> [Extrait de page]:
Depuis son échec retentissant dès les phases de poules de la dernière Coupe du Monde, la question du déclin de la sélection allemande se pose sérieusement. La Ligue des Nations a d’ailleurs tendu à le confirmer, puisque la Mannschaft a terminé cette nouvelle compétition à la dernière place de son groupe, derrière la France et les Pays-Bas. Pourtant, Joachim Löw, en poste depuis 2006, a été maintenu dans ses fonctions. L’Allemagne a cependant décidé d’amorcer un nouveau virage, mais gare à la sortie de route…

Des maux qui persistent

L’élimination dès les phases de poules de la dernière Coupe du Monde en Russie est tout sauf un accident de parcours pour la Mannschaft, qui avait déjà laissé transparaître de sérieux doutes sur son niveau de jeu lors des matchs amicaux précédant la compétition. Depuis, on ne peut pas dire que la situation s’est vraiment améliorée. Les hommes de Joachim Löw, plus que jamais remis en cause mais maintenu dans ses fonctions, ont de nouveau déçu leurs supporters lors de la Ligue des Nations, dans un groupe toutefois relevé (France et Pays-Bas). 

Surtout, l’Allemagne est confrontée à une vérité difficile à accepter : celle du déclin. Plusieurs champions du monde de 2014 ont pris leur retraite internationale (Klose, Gomez, Lahm…) et d’autres n’ont clairement plus leur niveau d’antan (Draxler, Kroos…). Par conséquent, un renouveau s’impose, mais ce dernier, en plus d’être un processus lent à mettre en place, demande également un changement de philosophie de jeu.

> [Consigne]:
Prolongez le texte ci-dessus sur le déclin de la sélection allemande en reprenant juste après sa dernière phrase.

> [Entrées extraites]:
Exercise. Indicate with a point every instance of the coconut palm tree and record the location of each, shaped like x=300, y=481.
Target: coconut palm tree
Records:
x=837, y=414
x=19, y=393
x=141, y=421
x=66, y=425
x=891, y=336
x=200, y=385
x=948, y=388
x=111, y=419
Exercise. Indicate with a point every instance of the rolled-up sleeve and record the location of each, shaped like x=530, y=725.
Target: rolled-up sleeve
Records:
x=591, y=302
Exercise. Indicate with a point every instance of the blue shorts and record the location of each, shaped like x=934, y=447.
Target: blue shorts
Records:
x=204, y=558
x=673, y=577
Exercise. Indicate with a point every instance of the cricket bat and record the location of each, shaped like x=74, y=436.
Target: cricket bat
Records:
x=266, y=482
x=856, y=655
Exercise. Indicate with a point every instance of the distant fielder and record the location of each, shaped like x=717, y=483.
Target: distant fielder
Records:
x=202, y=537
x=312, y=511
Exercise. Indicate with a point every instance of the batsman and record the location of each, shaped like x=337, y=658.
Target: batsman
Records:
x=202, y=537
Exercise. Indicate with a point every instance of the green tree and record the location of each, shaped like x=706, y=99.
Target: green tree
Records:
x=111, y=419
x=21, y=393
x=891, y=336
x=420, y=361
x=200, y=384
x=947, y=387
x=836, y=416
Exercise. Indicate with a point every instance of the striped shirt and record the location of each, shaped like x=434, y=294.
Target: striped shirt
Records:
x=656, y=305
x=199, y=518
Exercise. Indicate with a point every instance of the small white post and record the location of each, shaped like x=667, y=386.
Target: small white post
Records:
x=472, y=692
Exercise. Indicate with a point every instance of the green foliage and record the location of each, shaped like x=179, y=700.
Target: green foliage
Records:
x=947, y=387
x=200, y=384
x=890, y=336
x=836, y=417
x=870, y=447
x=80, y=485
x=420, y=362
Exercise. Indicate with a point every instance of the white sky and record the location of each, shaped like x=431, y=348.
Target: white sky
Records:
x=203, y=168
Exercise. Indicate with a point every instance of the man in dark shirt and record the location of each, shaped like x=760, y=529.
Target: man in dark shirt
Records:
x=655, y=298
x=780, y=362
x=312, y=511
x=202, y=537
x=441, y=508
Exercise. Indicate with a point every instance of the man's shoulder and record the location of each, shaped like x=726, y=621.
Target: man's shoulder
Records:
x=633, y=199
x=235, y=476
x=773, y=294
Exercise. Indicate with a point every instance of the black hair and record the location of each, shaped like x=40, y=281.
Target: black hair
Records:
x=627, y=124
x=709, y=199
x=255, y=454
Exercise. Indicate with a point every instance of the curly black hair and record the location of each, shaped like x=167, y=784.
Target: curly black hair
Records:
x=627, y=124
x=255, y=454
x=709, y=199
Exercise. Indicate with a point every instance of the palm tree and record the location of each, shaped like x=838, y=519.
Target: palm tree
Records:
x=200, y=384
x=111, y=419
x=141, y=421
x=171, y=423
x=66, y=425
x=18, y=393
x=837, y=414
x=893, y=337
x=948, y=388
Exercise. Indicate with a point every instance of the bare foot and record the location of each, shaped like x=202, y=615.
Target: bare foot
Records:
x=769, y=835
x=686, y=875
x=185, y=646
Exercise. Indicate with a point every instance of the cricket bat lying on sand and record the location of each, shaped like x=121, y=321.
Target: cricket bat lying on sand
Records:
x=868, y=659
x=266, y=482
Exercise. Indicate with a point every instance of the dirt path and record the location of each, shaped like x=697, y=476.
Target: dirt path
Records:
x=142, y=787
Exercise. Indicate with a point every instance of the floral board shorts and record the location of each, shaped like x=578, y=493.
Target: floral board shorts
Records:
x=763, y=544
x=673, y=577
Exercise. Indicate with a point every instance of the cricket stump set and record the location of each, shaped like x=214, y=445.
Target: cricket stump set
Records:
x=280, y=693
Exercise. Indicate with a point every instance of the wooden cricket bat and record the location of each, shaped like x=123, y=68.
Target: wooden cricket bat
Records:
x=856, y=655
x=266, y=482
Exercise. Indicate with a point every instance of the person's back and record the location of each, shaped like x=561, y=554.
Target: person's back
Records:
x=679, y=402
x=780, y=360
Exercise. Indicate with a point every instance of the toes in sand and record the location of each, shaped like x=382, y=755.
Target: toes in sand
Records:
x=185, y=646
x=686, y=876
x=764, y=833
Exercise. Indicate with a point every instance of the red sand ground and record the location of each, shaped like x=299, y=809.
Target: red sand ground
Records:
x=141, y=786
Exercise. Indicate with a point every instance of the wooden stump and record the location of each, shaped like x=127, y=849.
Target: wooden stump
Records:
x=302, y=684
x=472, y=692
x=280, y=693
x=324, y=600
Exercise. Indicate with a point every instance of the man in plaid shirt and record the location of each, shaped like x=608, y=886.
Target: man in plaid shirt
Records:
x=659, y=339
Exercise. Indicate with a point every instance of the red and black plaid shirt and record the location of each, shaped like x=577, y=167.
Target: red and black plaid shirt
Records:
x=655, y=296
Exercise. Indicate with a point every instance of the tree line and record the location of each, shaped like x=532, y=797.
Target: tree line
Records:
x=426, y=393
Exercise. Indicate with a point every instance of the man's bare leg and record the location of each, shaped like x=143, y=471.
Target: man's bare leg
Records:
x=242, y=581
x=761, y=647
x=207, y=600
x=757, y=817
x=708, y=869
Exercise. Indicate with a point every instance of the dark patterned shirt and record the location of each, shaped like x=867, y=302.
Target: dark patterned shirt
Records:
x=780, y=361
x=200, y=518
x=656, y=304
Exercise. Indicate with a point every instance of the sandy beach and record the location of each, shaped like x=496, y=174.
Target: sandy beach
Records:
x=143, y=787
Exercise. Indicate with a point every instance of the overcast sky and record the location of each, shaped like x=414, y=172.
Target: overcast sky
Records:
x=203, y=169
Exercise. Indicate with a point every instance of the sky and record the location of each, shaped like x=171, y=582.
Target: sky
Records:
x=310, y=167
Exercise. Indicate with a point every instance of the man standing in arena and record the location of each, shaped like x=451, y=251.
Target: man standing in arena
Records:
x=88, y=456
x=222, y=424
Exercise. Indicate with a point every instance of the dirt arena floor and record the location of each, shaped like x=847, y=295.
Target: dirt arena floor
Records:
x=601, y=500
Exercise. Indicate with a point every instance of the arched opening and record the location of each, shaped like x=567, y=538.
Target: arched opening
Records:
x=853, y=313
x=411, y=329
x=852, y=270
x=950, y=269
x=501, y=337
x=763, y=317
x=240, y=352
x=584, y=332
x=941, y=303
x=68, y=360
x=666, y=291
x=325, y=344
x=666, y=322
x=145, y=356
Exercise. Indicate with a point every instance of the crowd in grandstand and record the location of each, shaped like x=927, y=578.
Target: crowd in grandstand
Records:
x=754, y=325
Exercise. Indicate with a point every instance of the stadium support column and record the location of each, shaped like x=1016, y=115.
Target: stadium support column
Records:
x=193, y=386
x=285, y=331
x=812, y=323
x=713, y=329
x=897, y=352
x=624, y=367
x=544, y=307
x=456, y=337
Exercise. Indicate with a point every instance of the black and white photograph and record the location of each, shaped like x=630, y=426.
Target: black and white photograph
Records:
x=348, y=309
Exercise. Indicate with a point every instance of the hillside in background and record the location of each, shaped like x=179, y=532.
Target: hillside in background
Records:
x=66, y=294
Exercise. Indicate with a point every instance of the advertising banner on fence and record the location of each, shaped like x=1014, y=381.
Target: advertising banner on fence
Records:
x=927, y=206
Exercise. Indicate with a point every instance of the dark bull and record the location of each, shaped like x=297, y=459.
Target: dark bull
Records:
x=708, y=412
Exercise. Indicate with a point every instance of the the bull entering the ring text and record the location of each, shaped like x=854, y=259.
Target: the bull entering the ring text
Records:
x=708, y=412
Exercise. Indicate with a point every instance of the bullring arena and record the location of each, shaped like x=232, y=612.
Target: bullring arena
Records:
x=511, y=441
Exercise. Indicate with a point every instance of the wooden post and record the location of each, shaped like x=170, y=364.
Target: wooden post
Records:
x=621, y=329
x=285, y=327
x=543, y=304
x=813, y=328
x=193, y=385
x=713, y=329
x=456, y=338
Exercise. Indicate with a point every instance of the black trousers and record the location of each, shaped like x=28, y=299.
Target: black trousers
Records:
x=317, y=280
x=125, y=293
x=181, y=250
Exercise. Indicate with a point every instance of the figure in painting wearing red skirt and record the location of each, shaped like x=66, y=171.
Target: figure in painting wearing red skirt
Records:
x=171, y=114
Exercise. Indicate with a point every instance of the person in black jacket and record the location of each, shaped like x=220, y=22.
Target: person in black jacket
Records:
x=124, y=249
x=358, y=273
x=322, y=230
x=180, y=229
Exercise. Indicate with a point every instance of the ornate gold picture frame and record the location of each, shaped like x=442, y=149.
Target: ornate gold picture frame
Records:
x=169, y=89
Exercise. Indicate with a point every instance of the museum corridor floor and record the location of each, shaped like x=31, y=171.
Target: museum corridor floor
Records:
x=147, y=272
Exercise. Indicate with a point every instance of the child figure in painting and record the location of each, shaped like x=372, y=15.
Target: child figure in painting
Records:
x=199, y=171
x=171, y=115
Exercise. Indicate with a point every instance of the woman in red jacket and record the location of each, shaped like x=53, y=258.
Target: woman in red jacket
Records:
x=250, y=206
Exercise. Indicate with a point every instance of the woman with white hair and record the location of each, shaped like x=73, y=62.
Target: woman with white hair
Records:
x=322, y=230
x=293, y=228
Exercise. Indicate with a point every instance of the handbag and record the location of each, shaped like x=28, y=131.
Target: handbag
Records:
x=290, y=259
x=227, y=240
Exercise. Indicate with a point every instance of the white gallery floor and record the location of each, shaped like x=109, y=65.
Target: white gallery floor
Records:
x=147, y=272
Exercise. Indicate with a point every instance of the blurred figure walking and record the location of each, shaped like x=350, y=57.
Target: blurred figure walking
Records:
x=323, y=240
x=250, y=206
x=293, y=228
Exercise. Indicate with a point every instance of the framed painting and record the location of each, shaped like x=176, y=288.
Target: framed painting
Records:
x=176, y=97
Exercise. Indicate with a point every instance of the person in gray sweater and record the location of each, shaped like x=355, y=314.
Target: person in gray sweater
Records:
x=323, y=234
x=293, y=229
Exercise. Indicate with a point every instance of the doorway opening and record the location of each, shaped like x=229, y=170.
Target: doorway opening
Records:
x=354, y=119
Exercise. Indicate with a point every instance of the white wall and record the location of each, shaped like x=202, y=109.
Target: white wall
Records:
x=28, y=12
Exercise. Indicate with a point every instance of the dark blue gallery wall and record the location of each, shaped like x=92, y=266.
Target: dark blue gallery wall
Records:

> [Résultat obtenu]:
Car la Coupe du Monde a montré les limites de la Mannschaft dans son style de jeu basé sur la possession et les attaques placées. En plus d’être trop stérile dans son jeu offensif, et prévisible, la sélection quadruple championne du monde s’est montrée très faible dans son gegenpressing ainsi que dans le domaine défensif. Résultat : une élimination logique, dans un groupe pourtant largement à sa portée.

Un peu plus d’un an après ce fiasco, les hommes de Joachim Löw affichent toujours de cruelles difficultés, sur le plan défensif notamment. Opposés à l’Argentine en amical il y a quelques jours, alors qu’ils menaient de deux buts, ils se sont finalement écroulés au retour des vestiaires pour finalement concéder le nul (2-2) à Dortmund. Il y a un mois, face aux Pays-Bas, même constat : malgré l’ouverture du score de Serge Gnabry, les Allemands ont de nouveau montré leur fébrilité défensive, à l’image d’un Jonathan Tah complètement passé à côté de son match, et se sont finalement inclinés sur le score de 4 à 2. 

Ainsi, malgré quelques progrès par rapport à la Coupe du Monde, notamment dans le secteur offensif où la Mannschaft est moins prévisible désormais, elle reste loin de son statut de meilleure nation mondiale à l’issue de la Coupe du Monde de 2014 au Brésil, en témoigne sa fébrilité défensive.

Les choix forts de Joachim Löw

Il était clairement l’homme à abattre au lendemain de l’élimination allemande de la Coupe du Monde. Pourtant, il n’a pas été démis de ses fonctions, lui qui est à la tête de la sélection depuis 2006 maintenant, une durée assez inédite de nos jours. 

Cela dit, malgré sa confirmation dans ses fonctions, Joachim Löw restait sérieusement menacé, voilà pourquoi l’entraîneur âgé de 59 ans s’est immédiatement remis au travail afin de redresser la barre.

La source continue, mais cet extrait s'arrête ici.